— Items from a dataset —
++++++++++++++++++++

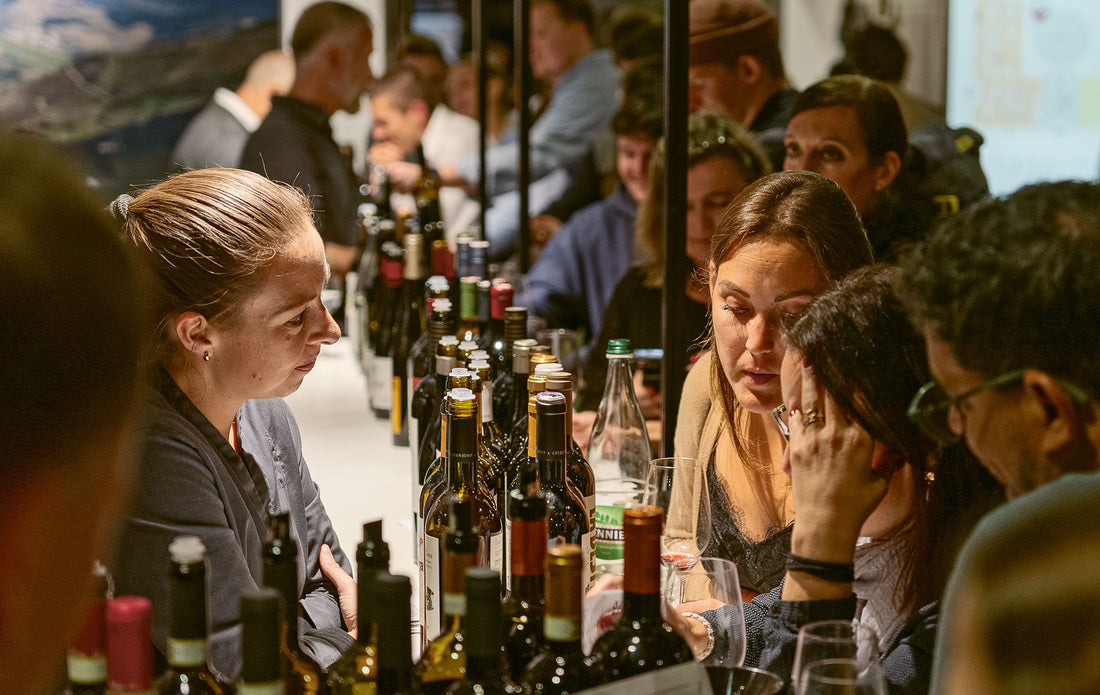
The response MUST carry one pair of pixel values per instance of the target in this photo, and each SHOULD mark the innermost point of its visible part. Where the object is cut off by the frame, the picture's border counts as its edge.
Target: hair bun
(120, 207)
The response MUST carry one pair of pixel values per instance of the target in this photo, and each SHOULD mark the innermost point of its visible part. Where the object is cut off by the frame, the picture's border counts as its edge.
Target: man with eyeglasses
(1008, 296)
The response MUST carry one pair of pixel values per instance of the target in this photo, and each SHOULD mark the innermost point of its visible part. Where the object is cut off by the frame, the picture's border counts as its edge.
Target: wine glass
(686, 530)
(837, 639)
(842, 676)
(713, 584)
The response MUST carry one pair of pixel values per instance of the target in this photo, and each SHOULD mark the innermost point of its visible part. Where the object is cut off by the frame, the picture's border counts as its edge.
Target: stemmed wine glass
(686, 530)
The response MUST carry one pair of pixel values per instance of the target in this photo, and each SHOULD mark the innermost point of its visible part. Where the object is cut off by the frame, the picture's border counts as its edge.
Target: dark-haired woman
(239, 268)
(877, 499)
(850, 130)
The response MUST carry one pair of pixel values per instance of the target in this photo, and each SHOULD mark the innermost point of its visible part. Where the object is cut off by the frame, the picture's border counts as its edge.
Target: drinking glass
(686, 530)
(711, 584)
(842, 676)
(744, 681)
(836, 639)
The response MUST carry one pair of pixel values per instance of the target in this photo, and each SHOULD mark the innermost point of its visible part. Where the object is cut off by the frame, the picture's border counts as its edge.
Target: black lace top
(761, 565)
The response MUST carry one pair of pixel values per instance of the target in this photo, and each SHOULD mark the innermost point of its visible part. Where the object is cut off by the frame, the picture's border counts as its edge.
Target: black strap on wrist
(828, 571)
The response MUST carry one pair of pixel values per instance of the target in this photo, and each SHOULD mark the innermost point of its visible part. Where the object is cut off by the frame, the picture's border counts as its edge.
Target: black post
(524, 78)
(480, 51)
(674, 297)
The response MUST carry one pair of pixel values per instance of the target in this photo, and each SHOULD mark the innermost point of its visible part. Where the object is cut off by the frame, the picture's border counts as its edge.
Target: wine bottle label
(381, 382)
(507, 564)
(432, 614)
(561, 628)
(186, 652)
(496, 552)
(396, 415)
(87, 669)
(275, 687)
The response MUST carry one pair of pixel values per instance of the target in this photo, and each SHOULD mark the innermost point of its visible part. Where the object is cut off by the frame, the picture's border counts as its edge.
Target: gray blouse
(193, 482)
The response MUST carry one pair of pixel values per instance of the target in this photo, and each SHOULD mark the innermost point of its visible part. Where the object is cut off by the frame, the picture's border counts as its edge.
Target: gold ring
(812, 416)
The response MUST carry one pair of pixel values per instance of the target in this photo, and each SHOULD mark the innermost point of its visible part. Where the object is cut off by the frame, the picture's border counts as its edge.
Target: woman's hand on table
(347, 589)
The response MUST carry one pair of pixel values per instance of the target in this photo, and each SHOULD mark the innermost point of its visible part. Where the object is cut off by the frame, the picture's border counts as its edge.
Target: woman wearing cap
(239, 269)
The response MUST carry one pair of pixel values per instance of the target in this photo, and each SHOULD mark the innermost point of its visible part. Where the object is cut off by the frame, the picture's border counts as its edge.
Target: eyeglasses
(931, 407)
(780, 414)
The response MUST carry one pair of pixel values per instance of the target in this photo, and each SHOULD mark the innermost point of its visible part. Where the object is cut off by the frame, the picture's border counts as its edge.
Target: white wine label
(275, 687)
(562, 628)
(186, 652)
(496, 552)
(381, 382)
(432, 611)
(454, 604)
(685, 679)
(85, 669)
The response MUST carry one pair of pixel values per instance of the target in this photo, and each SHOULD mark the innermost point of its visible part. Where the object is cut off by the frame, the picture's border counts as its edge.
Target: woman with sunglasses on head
(881, 507)
(238, 268)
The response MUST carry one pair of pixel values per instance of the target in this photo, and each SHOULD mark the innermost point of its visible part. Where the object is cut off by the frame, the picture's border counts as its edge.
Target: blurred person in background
(1007, 297)
(331, 45)
(723, 157)
(735, 67)
(75, 329)
(216, 136)
(849, 130)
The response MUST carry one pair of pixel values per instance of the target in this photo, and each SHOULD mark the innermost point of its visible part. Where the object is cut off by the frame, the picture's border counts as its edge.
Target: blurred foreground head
(70, 355)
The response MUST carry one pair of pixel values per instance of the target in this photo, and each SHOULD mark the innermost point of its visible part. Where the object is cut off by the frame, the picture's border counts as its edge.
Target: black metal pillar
(525, 79)
(674, 298)
(480, 41)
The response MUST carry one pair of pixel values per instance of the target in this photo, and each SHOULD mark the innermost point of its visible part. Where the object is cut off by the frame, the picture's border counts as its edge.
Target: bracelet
(828, 571)
(710, 633)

++++++++++++++++++++

— EXERCISE —
Every line of the data above is to be repeated exactly; the images are to be left out.

— EXPECTED ANSWER —
The response MUST carry one pair of pixel values per instance of the target in this photo, and each SHOULD mark the innermost point of its visible part. Where the object is cut off by the frame, the picture's border counts as its edge.
Target: hair bun
(120, 207)
The response MUST carry one pair of pixel values per instance of the target in this photo, and each SHOULD mark the innermost point of its visible part. Where the object is cut off by the frame, the picture's border counts as its edge.
Target: man with eyeglasses
(1008, 296)
The response MUST carry one pair of pixel values per instance of the target in this photo, and each SHOULD mark the innermost point of its visible part. Where the object is cut off by the frame, the picture's border counts as its edge.
Target: wine glass
(686, 530)
(837, 639)
(842, 676)
(713, 584)
The response MUST carry one pair of pixel values per instance of the target in this photo, and each SHOULD mark the innermost point of its visible part. Where the object is cut off by the frame, the picture's border counts as its edge.
Target: stemmed wine glass
(686, 530)
The response MUST carry one pair of pixel values per instance of the target in this photo, and each SHOULD mark the innermost point of its visible part. Where the object is cut off by the frame, the picture's border counts as its edge.
Target: dark-haired woman
(239, 268)
(877, 499)
(850, 130)
The response MUST carry one pair of pixel values per instance of the target in this photo, and each SHOULD mark the innermost point of its visible part. Where the object is cut off by the frame, the picture's border counts as its edge.
Target: drinking glass
(686, 530)
(711, 584)
(842, 676)
(744, 681)
(836, 639)
The response MUST carry one pair of pixel values per instance of the target in this photo, and each SHOULD mark the innermost point of its visible part. Where the object is cut off by the frame, the picture's border counts as its edge.
Target: black lace top
(761, 565)
The response MUST carry one pair of pixel values per instance of the target in this photo, and each SHOULD mark the innermost point of its visible part. Where the object is cut off by the frame, the picture's border counts as its edge.
Target: black strap on wrist
(828, 571)
The response MUST carry one pair of pixel values per instance of the target in this photo, and each SHOULD mark the innermost point of its visible part. Where the object is cut off by the frame, the picture's border counts as its edge.
Target: black post
(524, 78)
(480, 51)
(674, 297)
The response MUST carry one pair of pixel values per instance of the target in this photo, and each SHOULD mark the innermost point of its visible part. Where the object is cut off by the frame, the picture's border counts as its edge.
Target: wine bottle label
(381, 382)
(507, 564)
(432, 614)
(561, 628)
(186, 652)
(496, 552)
(396, 415)
(87, 669)
(275, 687)
The response MUST carry one pair of pixel values per instance of the target in this photo, and each SHOULD mark the innermost point of its visible part. Where the object is cut off by the frame, the picture's border counts as its edge.
Target: gray blouse
(193, 482)
The response MUST carry one pair of pixel values per instance of the target in this photo, and each SHOULD mark the innermost point of its visible part. Where the object is cut off by the frame, the picture's border counts as its edge.
Target: gold ring
(812, 416)
The response MUST carry one pair of pixel values per instance of the target in this photo, and each SHOULD mark the innermost point of its visible part. Where the object is cut off by the frame, the picture's border counts as its edge.
Target: woman's hand on table
(347, 589)
The response MUST carry one pair of pixel values per instance of the target in this photo, and each SHOULD mark the innermost point of its visible part. Where the object is cut off by the frame, the picture's border counts as its edge.
Target: woman wearing cap
(239, 269)
The response MUST carry one pair of pixel values per instance of the target in this photo, and each SHOULD mark the innermost point of its visible part. Where the object is cut off by the frame, the picture's border counts as its edge.
Target: eyeglasses
(931, 407)
(780, 414)
The response MUST carry one pair of pixel values per instance of the target in this photo, and each SHOULD mark the innermost point of its visible part. Where the object is cut off by the frame, the picture's border counts as its edge.
Target: white wine label
(275, 687)
(562, 628)
(186, 652)
(496, 552)
(381, 382)
(432, 611)
(454, 604)
(685, 679)
(85, 669)
The response MUST carry one pair of pixel values per instance of the target in this photo, and each SHOULD mark the innermost point of its visible part. Where the object is cut off by the frame, the picture's border counts as its edge.
Target: woman with sunglasses on head
(881, 507)
(238, 268)
The response MUST carry one pair of pixel values per instance of the target in this photo, and each SHOULD mark the innermost point of its visible part. Where the object is cut off by the frame, the picture's border counts as its edge.
Target: blurred person in background
(1007, 297)
(331, 45)
(723, 157)
(735, 67)
(75, 329)
(216, 136)
(849, 130)
The response MUST carry one pair of pixel values per instance of the target in this photo, and each SHOULD mark the innermost point of its visible part. Where the object is cut off by the frame, the picture's border counts as its edge.
Target: blurred foreground head
(70, 355)
The response MUST carry one pair of pixel values per instance of the target in this photo, and each SHOULD mark the innermost point of its visible part. Where the object is cut off by the frame, the picture's border counts as its edge.
Target: black metal pillar
(525, 79)
(674, 298)
(480, 41)
The response MUST carry one pair of pixel values per instance of the target in this photo, and each SHOULD mark the innermost point of its visible part. Where the object is cut off by the frame, the picture's border counts as its edge.
Target: bracelet
(828, 571)
(710, 633)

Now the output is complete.